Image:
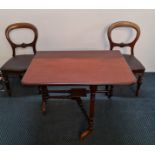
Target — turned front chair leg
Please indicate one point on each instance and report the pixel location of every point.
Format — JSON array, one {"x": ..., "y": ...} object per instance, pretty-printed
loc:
[
  {"x": 139, "y": 83},
  {"x": 110, "y": 93},
  {"x": 7, "y": 83},
  {"x": 91, "y": 113}
]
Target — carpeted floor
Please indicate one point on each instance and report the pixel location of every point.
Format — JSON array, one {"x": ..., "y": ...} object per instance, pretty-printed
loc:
[{"x": 123, "y": 119}]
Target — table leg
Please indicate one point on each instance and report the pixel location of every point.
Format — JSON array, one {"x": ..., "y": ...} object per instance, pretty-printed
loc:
[
  {"x": 44, "y": 93},
  {"x": 91, "y": 113}
]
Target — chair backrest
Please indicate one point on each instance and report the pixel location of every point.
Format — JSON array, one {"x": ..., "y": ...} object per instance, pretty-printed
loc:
[
  {"x": 123, "y": 24},
  {"x": 23, "y": 45}
]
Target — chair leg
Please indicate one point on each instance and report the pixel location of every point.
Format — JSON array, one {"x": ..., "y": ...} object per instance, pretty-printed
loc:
[
  {"x": 7, "y": 83},
  {"x": 139, "y": 83}
]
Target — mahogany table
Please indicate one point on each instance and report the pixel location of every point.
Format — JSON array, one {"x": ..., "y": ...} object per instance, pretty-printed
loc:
[{"x": 77, "y": 68}]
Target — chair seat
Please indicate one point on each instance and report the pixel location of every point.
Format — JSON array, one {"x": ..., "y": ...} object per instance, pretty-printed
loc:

■ Goal:
Reproduce the whole listing above line for line, with no changes, but leave the pictures out of your copy.

■ Answer to this problem:
Image:
Target — turned front chair leg
Please indicate one point on each instance and report the pixel location of every point.
Format — JSON array, one {"x": ..., "y": ...} object per instance, pretty-printed
loc:
[
  {"x": 139, "y": 83},
  {"x": 110, "y": 93},
  {"x": 7, "y": 83},
  {"x": 91, "y": 113}
]
Target — carpeted floor
Please indicate one point on each instance and report the pixel location of every point.
Format — JSON array, one {"x": ..., "y": ...} object per instance, pretty-printed
loc:
[{"x": 123, "y": 119}]
Target — table leg
Please indicate one point on each instance and report the pixel location of every point.
Format — JSON array, one {"x": ..., "y": ...} object per instance, pretty-printed
loc:
[
  {"x": 44, "y": 93},
  {"x": 91, "y": 113}
]
Target — chair backrest
Please indicate one point on each instance and report the pixel location of every point.
Format — JSON array, one {"x": ..., "y": ...} object per instance, pretty-printed
loc:
[
  {"x": 123, "y": 24},
  {"x": 23, "y": 45}
]
Target — chair leg
Please indicate one point on each instance and report the pixel location of every point.
Format — JSON array, one {"x": ..., "y": ...} object per instance, pretty-printed
loc:
[
  {"x": 7, "y": 83},
  {"x": 139, "y": 83}
]
Target — mahogany table
Please indicate one point on each instance and report the pixel location of every point.
Format — JSON array, one {"x": ..., "y": ...} object per instance, pretty-printed
loc:
[{"x": 77, "y": 68}]
Target — chair seat
Please indicate one point on each instance and report the pixel location of every point.
Format — JSON array, one {"x": ..., "y": ...} object per instance, pretty-printed
loc:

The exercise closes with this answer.